(Image boundary labeling items)
>>>>>

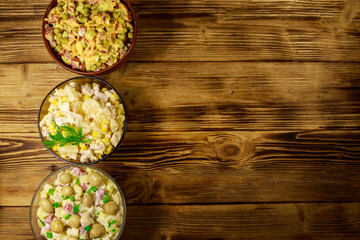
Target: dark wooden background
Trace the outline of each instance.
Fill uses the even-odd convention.
[[[41,39],[49,1],[0,1],[0,238],[64,164],[37,112],[75,77]],[[360,1],[133,0],[138,40],[102,78],[128,128],[96,166],[124,190],[121,239],[360,239]]]

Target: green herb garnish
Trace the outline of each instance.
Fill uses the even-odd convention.
[[[109,194],[108,193],[105,193],[105,197],[103,199],[103,203],[107,203],[109,202]]]
[[[54,192],[55,192],[55,189],[54,188],[50,188],[48,193],[51,195],[51,196],[54,196]]]
[[[114,223],[116,223],[116,220],[112,220],[111,222],[108,223],[109,228],[111,227],[111,225],[113,225]]]
[[[56,133],[55,135],[49,134],[50,140],[47,140],[43,142],[45,147],[52,148],[57,143],[59,143],[60,147],[65,146],[67,143],[71,145],[77,145],[79,143],[88,143],[92,139],[84,138],[82,135],[82,127],[79,126],[77,129],[73,126],[70,126],[69,124],[64,124],[62,126],[59,126],[56,124],[56,122],[53,120],[55,126],[56,126]],[[65,135],[65,137],[64,137]]]
[[[79,212],[79,208],[80,208],[80,204],[75,204],[75,205],[74,205],[74,211],[73,211],[73,213],[78,213],[78,212]]]
[[[75,198],[73,196],[63,197],[63,200],[70,199],[72,202],[75,202]]]
[[[90,226],[90,225],[88,225],[88,226],[84,227],[84,229],[85,229],[87,232],[90,232],[90,230],[91,230],[91,226]]]
[[[41,225],[43,225],[43,227],[45,227],[45,223],[43,221],[41,221],[41,219],[39,219],[39,221],[41,222]]]

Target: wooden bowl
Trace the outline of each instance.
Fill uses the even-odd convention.
[[[128,0],[122,0],[122,3],[124,3],[126,5],[126,7],[128,8],[128,10],[131,13],[131,17],[132,17],[132,24],[134,26],[134,37],[132,38],[131,41],[131,45],[129,47],[129,49],[127,50],[127,52],[125,53],[125,55],[119,59],[114,65],[112,65],[109,68],[106,68],[104,70],[100,70],[100,71],[94,71],[94,72],[86,72],[86,71],[81,71],[81,70],[76,70],[73,69],[71,66],[65,64],[61,58],[59,58],[57,56],[57,54],[52,50],[49,41],[45,38],[45,18],[47,18],[47,16],[49,15],[49,12],[52,8],[57,6],[57,0],[52,0],[51,3],[49,4],[49,6],[47,7],[43,20],[42,20],[42,38],[46,47],[46,50],[48,51],[48,53],[50,54],[50,56],[52,57],[52,59],[57,62],[61,67],[65,68],[66,70],[73,72],[73,73],[77,73],[80,75],[84,75],[84,76],[99,76],[99,75],[104,75],[104,74],[108,74],[111,73],[113,71],[115,71],[116,69],[118,69],[119,67],[121,67],[122,65],[125,64],[125,62],[128,60],[128,58],[130,57],[131,53],[134,50],[135,47],[135,42],[136,42],[136,37],[137,37],[137,26],[136,26],[136,18],[135,18],[135,13],[134,10],[132,9],[130,3]]]
[[[89,84],[93,84],[93,83],[97,83],[100,85],[100,89],[106,87],[110,90],[114,90],[114,92],[117,94],[117,96],[119,97],[119,102],[120,104],[123,106],[124,108],[124,115],[125,115],[125,120],[124,120],[124,128],[123,128],[123,131],[122,131],[122,134],[121,134],[121,138],[118,142],[118,144],[116,146],[114,146],[114,148],[111,150],[110,153],[108,154],[104,154],[102,156],[102,158],[94,161],[94,162],[87,162],[87,163],[81,163],[79,160],[70,160],[70,159],[65,159],[65,158],[62,158],[60,155],[58,155],[55,151],[53,151],[53,149],[51,148],[48,148],[44,145],[44,147],[54,156],[56,157],[57,159],[65,162],[65,163],[70,163],[70,164],[88,164],[88,165],[91,165],[91,164],[95,164],[95,163],[98,163],[98,162],[101,162],[102,160],[105,160],[106,158],[110,157],[115,151],[116,149],[120,146],[121,142],[123,141],[124,139],[124,136],[125,136],[125,132],[126,132],[126,126],[127,126],[127,113],[126,113],[126,107],[125,107],[125,103],[123,101],[123,99],[121,98],[120,94],[116,91],[116,89],[111,86],[109,83],[105,82],[104,80],[100,79],[100,78],[96,78],[96,77],[91,77],[91,76],[79,76],[79,77],[74,77],[74,78],[70,78],[66,81],[63,81],[61,82],[60,84],[58,84],[56,87],[54,87],[47,95],[46,97],[44,98],[44,100],[42,101],[41,103],[41,106],[40,106],[40,109],[39,109],[39,113],[38,113],[38,121],[37,121],[37,127],[38,127],[38,131],[39,131],[39,135],[40,135],[40,139],[41,139],[41,142],[44,142],[46,139],[43,137],[42,135],[42,131],[41,131],[41,127],[40,127],[40,122],[41,120],[44,118],[44,116],[48,113],[48,108],[50,107],[50,102],[49,102],[49,98],[50,98],[50,95],[52,93],[55,92],[56,89],[58,88],[63,88],[65,87],[66,85],[68,85],[69,83],[71,82],[75,82],[76,84],[78,85],[84,85],[86,83],[89,83]]]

<<<<<

* Request *
Write out every line above exactly as it is, leaving out the pictures.

* Response to this task *
Target: dark wooden background
Trace the outline of each instance.
Fill uses the even-odd convention.
[[[41,39],[49,1],[0,1],[0,238],[64,164],[37,112],[75,77]],[[360,1],[133,0],[138,40],[102,78],[128,128],[96,166],[124,190],[121,239],[360,239]]]

Target: green herb garnish
Trace the outline of each instance.
Fill uses the even-odd convention.
[[[109,194],[108,193],[105,193],[105,197],[103,199],[103,203],[107,203],[109,202]]]
[[[54,192],[55,192],[55,189],[54,188],[50,188],[48,193],[51,195],[51,196],[54,196]]]
[[[114,223],[116,223],[116,220],[112,220],[111,222],[108,223],[109,228],[111,227],[111,225],[113,225]]]
[[[56,133],[55,135],[49,134],[50,140],[47,140],[43,142],[45,147],[52,148],[57,143],[59,143],[60,147],[65,146],[67,143],[71,145],[77,145],[79,143],[88,143],[92,139],[84,138],[82,135],[82,127],[79,126],[77,129],[73,126],[70,126],[69,124],[64,124],[62,126],[59,126],[56,124],[56,122],[53,120],[55,126],[56,126]],[[65,135],[65,137],[64,137]]]
[[[79,212],[79,208],[80,208],[80,204],[75,204],[75,205],[74,205],[74,211],[73,211],[73,213],[78,213],[78,212]]]
[[[75,198],[73,196],[63,197],[63,200],[70,199],[72,202],[75,202]]]
[[[90,226],[90,225],[88,225],[88,226],[84,227],[84,229],[85,229],[87,232],[90,232],[90,230],[91,230],[91,226]]]
[[[41,225],[43,225],[43,227],[45,227],[45,223],[43,221],[41,221],[41,219],[39,219],[39,221],[41,222]]]

Target: wooden bowl
Trace the outline of each instance.
Fill uses the even-odd convention.
[[[128,0],[122,0],[122,3],[124,3],[126,5],[126,7],[128,8],[128,10],[131,13],[131,17],[132,17],[132,24],[134,26],[134,37],[132,38],[131,41],[131,45],[129,47],[129,49],[127,50],[127,52],[125,53],[125,55],[119,59],[114,65],[112,65],[109,68],[106,68],[104,70],[100,70],[100,71],[94,71],[94,72],[86,72],[86,71],[81,71],[81,70],[76,70],[73,69],[71,66],[65,64],[61,58],[59,58],[57,56],[57,54],[52,50],[49,41],[45,38],[45,18],[47,18],[47,16],[49,15],[49,12],[52,8],[57,6],[57,0],[52,0],[51,3],[49,4],[49,6],[47,7],[43,20],[42,20],[42,38],[46,47],[46,50],[48,51],[48,53],[50,54],[50,56],[52,57],[52,59],[57,62],[61,67],[65,68],[66,70],[73,72],[73,73],[77,73],[80,75],[84,75],[84,76],[99,76],[99,75],[104,75],[104,74],[108,74],[111,73],[113,71],[115,71],[116,69],[118,69],[119,67],[121,67],[122,65],[125,64],[125,62],[128,60],[128,58],[130,57],[131,53],[134,50],[135,47],[135,42],[136,42],[136,37],[137,37],[137,26],[136,26],[136,18],[135,18],[135,13],[134,10],[132,9],[130,3]]]
[[[89,84],[93,84],[93,83],[97,83],[100,85],[100,89],[106,87],[110,90],[114,90],[114,92],[117,94],[117,96],[119,97],[119,102],[120,104],[123,106],[124,108],[124,115],[125,115],[125,120],[124,120],[124,128],[123,128],[123,131],[122,131],[122,134],[121,134],[121,138],[118,142],[118,144],[116,146],[114,146],[114,148],[111,150],[110,153],[108,154],[104,154],[102,156],[102,158],[94,161],[94,162],[87,162],[87,163],[81,163],[79,160],[70,160],[70,159],[65,159],[65,158],[62,158],[60,155],[58,155],[55,151],[53,151],[53,149],[51,148],[48,148],[44,145],[44,147],[54,156],[56,157],[57,159],[65,162],[65,163],[70,163],[70,164],[88,164],[88,165],[91,165],[91,164],[95,164],[95,163],[98,163],[98,162],[101,162],[102,160],[105,160],[106,158],[110,157],[115,151],[116,149],[120,146],[121,142],[123,141],[124,139],[124,136],[125,136],[125,132],[126,132],[126,126],[127,126],[127,113],[126,113],[126,107],[125,107],[125,103],[123,101],[123,99],[121,98],[120,94],[116,91],[116,89],[111,86],[109,83],[105,82],[104,80],[100,79],[100,78],[96,78],[96,77],[91,77],[91,76],[79,76],[79,77],[74,77],[74,78],[70,78],[66,81],[63,81],[61,82],[60,84],[58,84],[56,87],[54,87],[47,95],[46,97],[44,98],[44,100],[42,101],[41,103],[41,106],[40,106],[40,109],[39,109],[39,113],[38,113],[38,121],[37,121],[37,127],[38,127],[38,131],[39,131],[39,135],[40,135],[40,139],[41,139],[41,142],[44,142],[46,139],[43,137],[42,135],[42,131],[41,131],[41,127],[40,127],[40,122],[41,120],[44,118],[44,116],[48,113],[48,108],[50,107],[50,102],[49,102],[49,98],[50,98],[50,95],[52,93],[55,92],[56,89],[58,88],[63,88],[65,87],[66,85],[68,85],[69,83],[71,82],[75,82],[76,84],[78,85],[84,85],[86,83],[89,83]]]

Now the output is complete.